WRITTEN PROBLEM: Transcribe, word for word, every line from the one containing "of the warning" through the final line of the records, and omit the pictures.

'''

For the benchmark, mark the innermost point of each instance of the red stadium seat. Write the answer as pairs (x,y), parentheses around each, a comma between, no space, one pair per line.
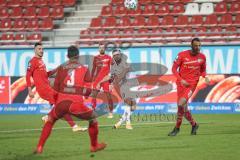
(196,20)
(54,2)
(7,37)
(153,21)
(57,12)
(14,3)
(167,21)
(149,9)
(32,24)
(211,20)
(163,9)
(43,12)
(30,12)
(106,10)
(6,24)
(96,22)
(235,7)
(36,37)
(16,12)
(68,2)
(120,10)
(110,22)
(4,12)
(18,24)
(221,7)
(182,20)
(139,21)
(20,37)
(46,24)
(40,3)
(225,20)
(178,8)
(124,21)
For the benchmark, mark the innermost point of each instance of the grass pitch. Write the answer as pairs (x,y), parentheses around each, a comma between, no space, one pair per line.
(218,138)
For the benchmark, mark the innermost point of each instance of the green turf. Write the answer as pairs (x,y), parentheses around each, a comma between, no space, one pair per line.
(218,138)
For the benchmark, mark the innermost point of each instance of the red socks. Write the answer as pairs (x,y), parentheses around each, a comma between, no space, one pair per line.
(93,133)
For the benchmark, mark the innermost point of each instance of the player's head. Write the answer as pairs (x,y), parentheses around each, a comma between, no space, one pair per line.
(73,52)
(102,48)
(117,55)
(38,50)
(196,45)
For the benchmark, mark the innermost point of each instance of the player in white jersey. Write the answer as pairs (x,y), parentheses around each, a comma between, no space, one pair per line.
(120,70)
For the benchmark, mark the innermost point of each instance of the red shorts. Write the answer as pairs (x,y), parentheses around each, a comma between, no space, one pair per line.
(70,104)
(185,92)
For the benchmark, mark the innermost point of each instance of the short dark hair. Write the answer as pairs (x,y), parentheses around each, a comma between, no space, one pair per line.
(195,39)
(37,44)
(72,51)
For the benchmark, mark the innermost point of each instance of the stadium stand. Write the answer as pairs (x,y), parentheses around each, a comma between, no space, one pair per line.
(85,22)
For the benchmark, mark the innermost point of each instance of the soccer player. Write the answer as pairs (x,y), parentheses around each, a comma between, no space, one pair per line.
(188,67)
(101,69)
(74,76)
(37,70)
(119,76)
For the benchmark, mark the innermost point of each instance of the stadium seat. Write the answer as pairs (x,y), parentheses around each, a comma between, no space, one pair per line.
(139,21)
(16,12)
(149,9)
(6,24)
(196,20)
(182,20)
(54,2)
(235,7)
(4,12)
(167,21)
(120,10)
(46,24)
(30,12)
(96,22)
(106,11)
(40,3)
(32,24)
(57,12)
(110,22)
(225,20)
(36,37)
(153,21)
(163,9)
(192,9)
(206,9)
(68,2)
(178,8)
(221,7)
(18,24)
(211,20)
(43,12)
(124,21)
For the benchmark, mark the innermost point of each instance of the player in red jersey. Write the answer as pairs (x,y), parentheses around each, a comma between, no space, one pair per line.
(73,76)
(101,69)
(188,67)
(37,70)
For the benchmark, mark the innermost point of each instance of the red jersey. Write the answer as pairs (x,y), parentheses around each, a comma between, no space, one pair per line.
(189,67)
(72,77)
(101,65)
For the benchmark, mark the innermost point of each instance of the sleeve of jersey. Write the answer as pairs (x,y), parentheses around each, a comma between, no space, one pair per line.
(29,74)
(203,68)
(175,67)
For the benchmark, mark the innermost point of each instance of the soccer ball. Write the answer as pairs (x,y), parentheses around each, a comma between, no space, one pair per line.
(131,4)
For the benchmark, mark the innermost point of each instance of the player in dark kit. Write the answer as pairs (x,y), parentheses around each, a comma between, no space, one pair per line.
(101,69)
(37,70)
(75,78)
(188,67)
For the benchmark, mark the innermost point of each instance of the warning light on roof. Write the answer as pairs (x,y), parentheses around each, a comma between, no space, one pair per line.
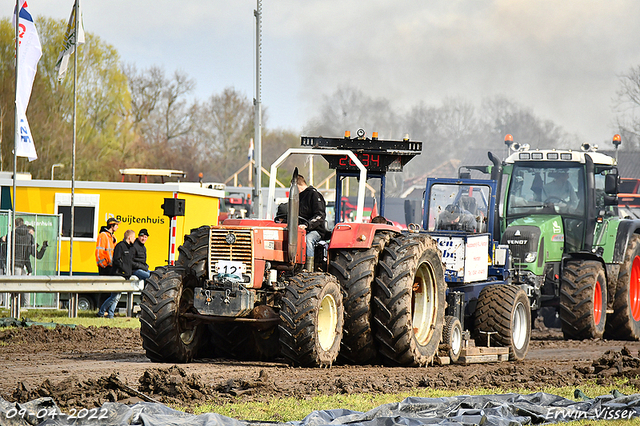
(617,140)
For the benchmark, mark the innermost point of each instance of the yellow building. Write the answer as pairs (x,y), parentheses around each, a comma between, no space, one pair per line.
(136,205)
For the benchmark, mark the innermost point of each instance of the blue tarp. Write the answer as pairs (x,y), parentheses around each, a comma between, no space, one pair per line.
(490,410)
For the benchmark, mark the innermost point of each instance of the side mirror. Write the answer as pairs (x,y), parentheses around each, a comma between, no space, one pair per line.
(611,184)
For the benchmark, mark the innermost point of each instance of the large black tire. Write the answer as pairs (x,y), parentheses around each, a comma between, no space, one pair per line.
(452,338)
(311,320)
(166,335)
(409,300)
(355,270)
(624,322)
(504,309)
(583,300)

'''

RESULT:
For the benchmark, mark the innermost point of each instance of the warning light on roof. Write the answer as pairs (x,y), parentheses around each, a comma between, no space, one pair per line.
(617,140)
For the benchmark, mark the innermost point of each instance of the yellow building. Write the answer as pairs (x,y), parentheses around each, a comma between, no space, one pair per line.
(136,205)
For the benchmark, mark the innermost point of each instance of the blue tarp. Write the answer as pairs (x,y), parentheses around each, a comma between, no space, one pair per line.
(490,410)
For the benchmark, mark the innermost point of each instance of the side mirror. Write the answer as pairs (x,y), parentheses around each, a comma between, no space, one pair per line.
(611,184)
For the benchmark, mark the innermost point of each instance of the large black tire. Write the answer as pairs (x,y), parentheses around each, a comma between, no space, one pair per line.
(452,338)
(311,320)
(166,335)
(409,300)
(355,270)
(624,322)
(504,309)
(583,300)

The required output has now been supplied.